A second answer to this query lies in our obligation to pass on the wonderful heritage which we here received from our pioneer forefathers. The story of their sacrifice, devotion, and achievement is unique in the history of the world. Only recently a pioneer of 1852 thrilled a parents' class in one of our wards with the simple narrative of his early experiences. His account of Indian raids, of the experience with Johnston's army, of privations and suffering, of social pastimes—all of these things rang with a spirit of romance. None of his auditors will ever forget the story of his aunt who gave up her seat in her wagon to a sick friend for whom no provision had been made, and trudged across the plains afoot that one more soul might rejoice in Zion. Every pioneer can tell this sort of thrilling story. Could our young people enjoy the companionship of these pioneers there would be little need of alarm concerning their faith. Unfortunately, each year sees fewer of these pioneers left to tell their story. It is to the teacher, both of the fireside and the classroom, that we must look for the perpetuation of the spirit of '47. The ideals and achievements of the pioneers are such an inspiration, such a challenge to the youth of the Church today—that teachers ought to glory in the opportunity to keep alive the memories of the past. Our pioneer heritage ought never to be forfeited to indifference. It is a heritage that could come only out of pioneer life. Such courage to face sacrifice, such devotion to God, such loyalty to government, such consecration to the task of conquering an unpromising and forbidding desert, such determination to secure the advantages of education, such unselfish devotion to the welfare of their fellows—where could we turn for such inspiration to one who would teach?

Nor is it enough that we strive to perfect the individual membership of the Church and preserve the social heritage out of the past—we assume to become the teachers of the world. It is our blessing to belong to a Church built upon revelation—a Church established and taught of the Lord. But with that blessing comes the injunction to carry this gospel of the kingdom to every nation and clime. "Mormonism" was not revealed for a few Saints alone who were to establish Zion—it was to be proclaimed to all the world. Every Latter-day Saint is enjoined to teach the truth. Whether called as a missionary, or pursuing his regular calling at home, his privilege and his obligation is to cry repentance and preach the plan of salvation. The better we teach, the sooner we shall make possible the realization of God's purposes in the world. The two thousand young men and women who go out each year to represent us in the ministry should go out well trained, not only that they may represent our Church as an institution which believes that "the glory of God is intelligence," but also that they may win intelligent men and women to the truth. Only he who is well taught may become a good teacher—hence the need of intelligent, devoted service. "Why do I teach?" far from being an idle question, goes to the very heart of the future of the Church.
------------------------------------------------------------
◆ GIVEN EXERCISE A:
Answer these questions from the passage on teaching and pioneer heritage, one per line:
(i) In what year was the pioneer who spoke to the parents' class a pioneer?
(ii) What did his aunt give up, and to whom?
(iii) How many young men and women go out each year to represent the Church in the ministry?
◆ GIVEN EXERCISE B: The sentence beginning "Such courage to face sacrifice" in the passage on teaching and pioneer heritage names pioneer qualities, each introduced by "such." List every one of them.
The material after this point is separate from the passage on teaching and pioneer heritage.

◆ Location identification items:
------------------------------------------------------------
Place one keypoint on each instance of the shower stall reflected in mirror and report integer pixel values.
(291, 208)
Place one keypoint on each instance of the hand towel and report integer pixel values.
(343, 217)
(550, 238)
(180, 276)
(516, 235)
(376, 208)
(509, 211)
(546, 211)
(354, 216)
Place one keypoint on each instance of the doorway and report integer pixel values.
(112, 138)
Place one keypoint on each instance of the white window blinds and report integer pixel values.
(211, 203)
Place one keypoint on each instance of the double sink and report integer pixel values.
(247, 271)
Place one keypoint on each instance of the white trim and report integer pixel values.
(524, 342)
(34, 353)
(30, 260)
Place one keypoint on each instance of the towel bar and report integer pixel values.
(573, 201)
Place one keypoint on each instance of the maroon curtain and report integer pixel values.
------------------------------------------------------------
◆ RIGHT ANSWER A:
(i) 1852
(ii) Her seat in her wagon, to a sick friend for whom no provision had been made
(iii) Two thousand

◆ RIGHT ANSWER B:
- Courage to face sacrifice
- Devotion to God
- Loyalty to government
- Consecration to the task of conquering an unpromising and forbidding desert
- Determination to secure the advantages of education
- Unselfish devotion to the welfare of their fellows